=== DATA SUPPLIED ===
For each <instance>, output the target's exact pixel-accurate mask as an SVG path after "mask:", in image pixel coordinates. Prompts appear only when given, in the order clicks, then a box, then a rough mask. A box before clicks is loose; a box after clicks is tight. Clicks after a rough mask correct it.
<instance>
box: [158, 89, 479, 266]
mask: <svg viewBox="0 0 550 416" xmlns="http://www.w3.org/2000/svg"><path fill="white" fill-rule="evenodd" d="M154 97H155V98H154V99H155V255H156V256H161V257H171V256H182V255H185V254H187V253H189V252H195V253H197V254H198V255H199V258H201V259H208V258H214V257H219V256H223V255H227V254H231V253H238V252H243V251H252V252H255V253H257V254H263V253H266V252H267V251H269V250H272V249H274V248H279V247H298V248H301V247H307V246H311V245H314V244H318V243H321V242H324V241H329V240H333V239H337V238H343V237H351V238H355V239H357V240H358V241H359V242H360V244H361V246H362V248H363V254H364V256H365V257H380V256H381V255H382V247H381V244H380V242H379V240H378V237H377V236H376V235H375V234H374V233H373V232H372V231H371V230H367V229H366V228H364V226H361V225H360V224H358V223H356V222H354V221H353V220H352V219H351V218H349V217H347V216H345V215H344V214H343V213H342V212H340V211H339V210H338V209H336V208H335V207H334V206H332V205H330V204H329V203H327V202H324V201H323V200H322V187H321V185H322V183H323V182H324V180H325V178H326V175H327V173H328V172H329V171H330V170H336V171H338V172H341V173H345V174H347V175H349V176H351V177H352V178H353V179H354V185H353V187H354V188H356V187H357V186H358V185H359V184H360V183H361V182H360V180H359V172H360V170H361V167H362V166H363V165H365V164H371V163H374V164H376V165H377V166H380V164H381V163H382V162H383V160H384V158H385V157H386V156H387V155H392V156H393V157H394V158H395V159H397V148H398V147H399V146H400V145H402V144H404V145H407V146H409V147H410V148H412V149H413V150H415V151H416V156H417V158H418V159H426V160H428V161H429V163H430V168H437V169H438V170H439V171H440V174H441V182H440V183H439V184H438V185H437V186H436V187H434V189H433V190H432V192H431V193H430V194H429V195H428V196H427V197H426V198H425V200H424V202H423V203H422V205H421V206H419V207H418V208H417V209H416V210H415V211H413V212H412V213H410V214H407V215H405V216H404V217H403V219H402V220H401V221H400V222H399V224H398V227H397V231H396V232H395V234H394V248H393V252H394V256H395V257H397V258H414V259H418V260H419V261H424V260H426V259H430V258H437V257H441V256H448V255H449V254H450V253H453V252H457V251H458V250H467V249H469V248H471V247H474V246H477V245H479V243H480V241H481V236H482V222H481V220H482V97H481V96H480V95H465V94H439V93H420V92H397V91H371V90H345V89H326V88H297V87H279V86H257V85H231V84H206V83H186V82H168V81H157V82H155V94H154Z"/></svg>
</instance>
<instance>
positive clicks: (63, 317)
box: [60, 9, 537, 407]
===
● YOUR OBJECTIVE
Reproduce all of the material above with each "rough mask" changed to "coarse mask" and everything else left as it is.

● SOLUTION BELOW
For each <instance>, output the target's exact pixel-accurate mask as an SVG path after "mask:", in image pixel coordinates. Prompts appear only when given, in the order clicks, then a box, then a coarse mask. A box before clicks is loose; a box after clicks is tight. Clicks after a coarse mask correct it.
<instance>
box: [158, 89, 479, 266]
mask: <svg viewBox="0 0 550 416" xmlns="http://www.w3.org/2000/svg"><path fill="white" fill-rule="evenodd" d="M154 97H155V98H154V99H155V255H156V256H161V257H171V256H182V255H185V254H187V253H189V252H195V253H197V254H198V255H199V258H201V259H208V258H214V257H219V256H223V255H227V254H231V253H238V252H243V251H252V252H255V253H257V254H263V253H266V252H267V251H269V250H272V249H274V248H279V247H298V248H301V247H307V246H311V245H314V244H318V243H321V242H324V241H329V240H333V239H337V238H343V237H351V238H355V239H357V240H358V241H359V242H360V244H361V246H362V248H363V254H364V256H365V257H380V256H381V255H382V247H381V244H380V242H379V240H378V237H377V236H376V235H375V234H374V233H373V232H372V231H371V230H367V229H366V228H364V226H361V225H360V224H358V223H356V222H354V221H353V220H352V219H351V218H349V217H347V216H345V215H344V214H343V213H342V212H340V211H339V210H338V209H336V208H335V207H334V206H332V205H330V204H329V203H327V202H324V201H323V200H322V187H321V185H322V183H323V182H324V180H325V178H326V175H327V173H328V172H329V171H330V170H336V171H338V172H341V173H345V174H347V175H349V176H351V177H352V178H353V179H354V185H353V187H354V188H356V187H357V186H358V185H359V184H360V183H361V182H360V180H359V172H360V170H361V167H362V166H363V165H365V164H371V163H374V164H376V165H377V166H380V164H381V163H382V162H383V160H384V158H385V157H386V156H387V155H392V156H393V157H394V158H395V159H397V148H398V147H399V146H400V145H402V144H404V145H407V146H409V147H410V148H412V149H413V150H415V151H416V156H417V158H418V159H426V160H428V161H429V163H430V168H437V169H438V170H439V171H440V174H441V182H440V183H439V184H438V185H437V186H436V187H434V189H433V190H432V192H431V193H430V194H429V195H428V196H427V197H426V198H425V200H424V202H423V203H422V205H421V206H419V207H418V208H417V209H416V210H415V211H413V212H412V213H410V214H407V215H405V216H404V217H403V219H402V220H401V221H400V222H399V224H398V227H397V231H396V232H395V234H394V248H393V252H394V256H395V257H397V258H414V259H418V260H419V261H424V260H426V259H430V258H437V257H441V256H448V255H449V254H450V253H453V252H457V251H458V250H467V249H469V248H471V247H474V246H477V245H479V243H480V241H481V236H482V222H481V220H482V97H481V96H480V95H465V94H439V93H420V92H397V91H371V90H345V89H326V88H297V87H279V86H257V85H231V84H206V83H186V82H168V81H157V82H155V94H154Z"/></svg>
</instance>
<instance>
positive clicks: (63, 317)
box: [60, 9, 537, 407]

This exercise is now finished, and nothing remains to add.